Como dirigir um carro elétrico mudou de coisa de Mr. Bean para James Bond.

Você conhece a Tesla?

Se não conhece, não tem problema. Dá pra só ver o vídeo abaixo ou então pesquisar rapidinho no Google. Você pode só continuar lendo que vai conseguir entender também.

Foi difícil decidir sobre qual case analisar de empresas que trabalham com as Forças do Progresso. Há vários exemplos a serem explorados, mas eu não poderia começar por outro senão pela Tesla. Isto, pois vejo neste post, minha singela homenagem a uma das pessoas mais brilhantes do mundo: Elon Musk.

Como visto no post sobre as Forças do Progresso, é muito importante entender a atuação dessas forças sobre o cliente. São elas que moldam a demanda e definem se uma pessoa compra um produto novo ou não. Então se você ainda não leu o post sobre elas ou então não se recorda muito bem do que elas são e para que servem, eu sugiro que você dedique um tempinho lendo sobre elas antes de continuar aqui.

Só um aviso sobre o conteúdo do post

As avaliações, reflexões e comentários feitos ao longo deste post são todas em relação aos produtos da Tesla, como ela os divulga e, principalmente, as Forças do Progresso. O que eu quero dizer com isto? Há vários outros fatores para o sucesso da empresa e este post com certeza não cobre todos.

_ _ _ _ _

* Atividades:
A. Traduza para o inglês a seguinte frase do texto sobre a Tesla: "Há vários outros fatores para o sucesso da empresa e este post com certeza não cobre todos."
B. Prossiga com o texto sobre a Tesla a partir do ponto em que ele termina.
A listagem não tem nenhum papel nesta parte.

_ _ _ _ _

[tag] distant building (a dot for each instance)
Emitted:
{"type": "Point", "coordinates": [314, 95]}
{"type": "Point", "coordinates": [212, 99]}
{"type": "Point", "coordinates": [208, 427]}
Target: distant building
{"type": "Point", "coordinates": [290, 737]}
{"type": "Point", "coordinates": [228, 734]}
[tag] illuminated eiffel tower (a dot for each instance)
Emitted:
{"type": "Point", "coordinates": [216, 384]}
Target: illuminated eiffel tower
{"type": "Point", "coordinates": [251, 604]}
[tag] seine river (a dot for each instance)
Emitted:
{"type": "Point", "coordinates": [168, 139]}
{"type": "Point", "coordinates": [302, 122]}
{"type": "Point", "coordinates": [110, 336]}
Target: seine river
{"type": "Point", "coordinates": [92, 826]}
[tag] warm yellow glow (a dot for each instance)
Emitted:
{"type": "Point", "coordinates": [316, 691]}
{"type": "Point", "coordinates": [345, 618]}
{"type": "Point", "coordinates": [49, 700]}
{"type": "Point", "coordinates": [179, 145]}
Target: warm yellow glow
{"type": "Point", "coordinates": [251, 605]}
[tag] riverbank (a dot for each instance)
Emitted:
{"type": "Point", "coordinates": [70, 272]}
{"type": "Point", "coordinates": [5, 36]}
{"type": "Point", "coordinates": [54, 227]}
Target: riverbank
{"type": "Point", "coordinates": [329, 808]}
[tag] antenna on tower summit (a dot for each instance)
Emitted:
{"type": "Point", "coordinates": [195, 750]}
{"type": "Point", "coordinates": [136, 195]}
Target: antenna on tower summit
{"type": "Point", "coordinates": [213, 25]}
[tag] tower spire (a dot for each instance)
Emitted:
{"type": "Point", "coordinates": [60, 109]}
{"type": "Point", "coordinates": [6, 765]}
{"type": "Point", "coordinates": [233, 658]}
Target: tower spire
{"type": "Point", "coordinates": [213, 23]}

_ _ _ _ _

* Respostas por tarefa:
A. There are several other factors behind the company's success, and this post certainly does not cover them all.

B.
Há quem diga que nenhuma empresa de “energia limpa” existiria não fossem os incentivos do governo, por exemplo. Ou então que somente uma análise no estilo Bill Gross pode estabelecer as causas do sucesso de uma empresa. Em outras palavras: vamos ser objetivos e focar nas Forças do Progresso. Até porque, cobrir tudo o que está envolvido na situação atual da Tesla é trabalho para um livro inteiro só sobre ela.

Além disso, o texto inclui um pouco de entusiasmo de um fã da empresa 😉

Mas sem mais delongas, vamos ao case.

Contexto em que a Tesla Motors surgiu

A Tesla Motors foi fundada em Julho de 2003 pelos engenheiros Martin Eberhard e Marc Tarpenning. Sim, muita gente pensa que o Elon Musk estava lá desde o início, mas isto não é verdade. Musk começou a fazer parte da empresa somente em 2004, depois de liderar a primeira série de investimentos (Series A), onde, então, assumiu a posição de membro do conselho e responsável pelas operações da empresa. Nesse período, Eberhard ainda era o CEO.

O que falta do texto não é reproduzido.